Stored data entries
--- START ---

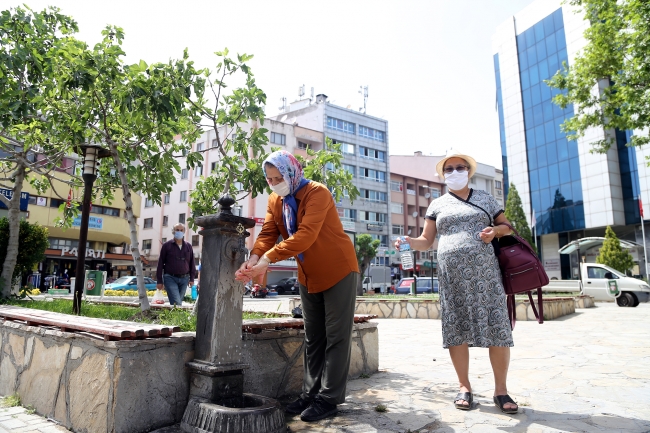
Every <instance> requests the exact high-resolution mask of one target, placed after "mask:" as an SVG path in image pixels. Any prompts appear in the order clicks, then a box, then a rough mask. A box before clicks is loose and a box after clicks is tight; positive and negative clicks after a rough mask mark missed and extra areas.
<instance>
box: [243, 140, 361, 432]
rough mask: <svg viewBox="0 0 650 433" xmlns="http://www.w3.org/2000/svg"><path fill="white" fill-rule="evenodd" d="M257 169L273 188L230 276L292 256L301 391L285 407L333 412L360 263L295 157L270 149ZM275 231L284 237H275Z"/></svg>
mask: <svg viewBox="0 0 650 433" xmlns="http://www.w3.org/2000/svg"><path fill="white" fill-rule="evenodd" d="M263 169H264V174H265V176H266V181H267V182H268V184H269V186H270V187H271V189H272V190H273V193H271V195H270V196H269V200H268V205H267V211H266V219H265V220H264V225H263V226H262V231H261V232H260V234H259V236H258V238H257V241H256V242H255V246H254V247H253V250H252V251H251V255H250V258H249V259H248V261H247V262H245V263H244V264H243V265H242V266H241V267H240V268H239V270H238V271H237V272H236V279H237V280H238V281H241V282H242V283H246V282H248V281H250V279H251V278H253V279H254V280H258V279H260V278H261V277H263V276H264V274H265V273H266V271H267V269H268V267H269V264H270V263H275V262H278V261H280V260H286V259H288V258H289V257H296V261H297V263H298V281H299V282H300V299H301V301H302V313H303V319H304V323H305V344H304V348H305V349H304V363H303V365H304V377H303V385H302V394H301V395H300V397H299V398H298V399H297V400H296V401H294V402H293V403H290V404H289V405H288V406H287V407H286V408H285V411H286V412H287V413H289V414H296V415H297V414H300V419H301V420H303V421H307V422H311V421H318V420H320V419H323V418H327V417H330V416H333V415H335V414H336V413H337V405H338V404H340V403H343V402H344V401H345V389H346V386H347V380H348V371H349V368H350V348H351V341H352V329H353V323H354V308H355V304H356V288H357V284H358V282H359V265H358V263H357V258H356V253H355V251H354V245H353V244H352V241H350V238H349V237H348V235H347V234H345V232H344V231H343V225H342V224H341V219H340V218H339V216H338V212H337V210H336V203H334V199H333V198H332V193H331V192H330V191H329V190H328V189H327V187H326V186H325V185H323V184H320V183H318V182H314V181H310V180H308V179H305V178H304V177H303V171H302V166H301V165H300V162H298V160H296V158H295V157H294V156H293V155H291V154H290V153H289V152H287V151H284V150H280V151H277V152H273V153H272V154H270V155H269V157H268V158H267V159H266V160H265V161H264V166H263ZM279 236H282V239H283V240H282V242H280V243H277V244H276V241H277V239H278V237H279Z"/></svg>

--- END ---

» TASK TO COMPLETE
Your answer must be a single number: the count of lines in the records that hold the word "instance".

» ANSWER SPACE
2